Set of tasks>
• a. Edit the conical tank solution: write it again from the words "- rate at which" through the words "of the tank)", changing "leaking" to "draining".
• b. Answer these questions from the conical tank solution.
(i) What is the total height of the tank?
(ii) At what rate is water leaking from the tank?
(iii) What ratio relates r to h?
• c. For each statement, say whether it agrees with the conical tank solution, and quote the words that decide it.
(i) The radius of the tank at the top is 3 cm.
(ii) Water leaks from the tank at 2 cm³/min.
(iii) Water is pumped into the tank at a varying rate.

Provided passage>
Let the rate of flow of water into the tank be k cm³/min

a) The image of the conical tank is presented in the attached image

Note, the radius and height of a cone are related through the similar triangles principle.

As shown in the attached image, it is evident that

r/h = 3/10

r = 3h/10 = 0.3 h

b) The quantities given in the problem.

- Shape of the tank, conical tank, Hence volume of the tank = πr²h/3

- total height of the tank, H = 10 cm

- Radius of the tank at the top, R = D/2 = 6/2 = 3 cm

- rate at which water is leaking from the tank = 1.5 cm³/min

- water is being pumped into the tank at constant rate of k cm³/min

- As at height of water, h = 2 cm, the rate of rise in water level = 1 cm/min

c) volume of the tank at any time = πr²h/3

Rate of change in the volume of water in the tank = (rate of flow into the tank) - (Rate of water flow out of the tank)

Data listing>
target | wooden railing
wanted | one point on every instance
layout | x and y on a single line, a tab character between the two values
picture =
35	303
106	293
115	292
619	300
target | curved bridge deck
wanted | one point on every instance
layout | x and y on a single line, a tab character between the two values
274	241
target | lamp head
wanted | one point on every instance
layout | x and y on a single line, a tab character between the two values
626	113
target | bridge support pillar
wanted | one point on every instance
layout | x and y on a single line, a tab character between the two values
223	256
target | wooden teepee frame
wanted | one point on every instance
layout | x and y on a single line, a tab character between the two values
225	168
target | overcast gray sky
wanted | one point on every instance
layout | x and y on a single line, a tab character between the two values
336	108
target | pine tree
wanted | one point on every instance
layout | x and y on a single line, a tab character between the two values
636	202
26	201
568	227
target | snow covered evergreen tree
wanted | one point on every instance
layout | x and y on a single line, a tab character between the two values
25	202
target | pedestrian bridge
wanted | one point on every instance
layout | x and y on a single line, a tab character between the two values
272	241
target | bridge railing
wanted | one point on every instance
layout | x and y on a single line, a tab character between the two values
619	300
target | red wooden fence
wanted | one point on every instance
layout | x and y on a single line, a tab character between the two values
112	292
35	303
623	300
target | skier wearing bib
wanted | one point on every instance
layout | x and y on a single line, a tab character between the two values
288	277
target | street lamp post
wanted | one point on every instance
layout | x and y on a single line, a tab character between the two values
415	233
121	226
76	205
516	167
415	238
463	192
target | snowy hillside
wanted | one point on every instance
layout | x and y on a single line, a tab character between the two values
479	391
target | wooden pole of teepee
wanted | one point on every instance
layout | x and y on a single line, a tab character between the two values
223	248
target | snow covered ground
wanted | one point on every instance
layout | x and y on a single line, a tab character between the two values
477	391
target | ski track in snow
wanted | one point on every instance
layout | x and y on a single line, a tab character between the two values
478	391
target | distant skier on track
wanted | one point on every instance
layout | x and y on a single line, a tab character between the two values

Per-task answers>
• a.
- rate at which water is draining from the tank = 1.5 cm³/min

- water is being pumped into the tank at constant rate of k cm³/min

- As at height of water, h = 2 cm, the rate of rise in water level = 1 cm/min

c) volume of the tank at any time = πr²h/3

Rate of change in the volume of water in the tank = (rate of flow into the tank) - (Rate of water flow out of the tank)

• b.
(i) 10 cm
(ii) 1.5 cm³/min
(iii) r/h = 3/10

• c.
(i) Yes: "Radius of the tank at the top, R = D/2 = 6/2 = 3 cm"
(ii) No: "rate at which water is leaking from the tank = 1.5 cm³/min"
(iii) No: "water is being pumped into the tank at constant rate of k cm³/min"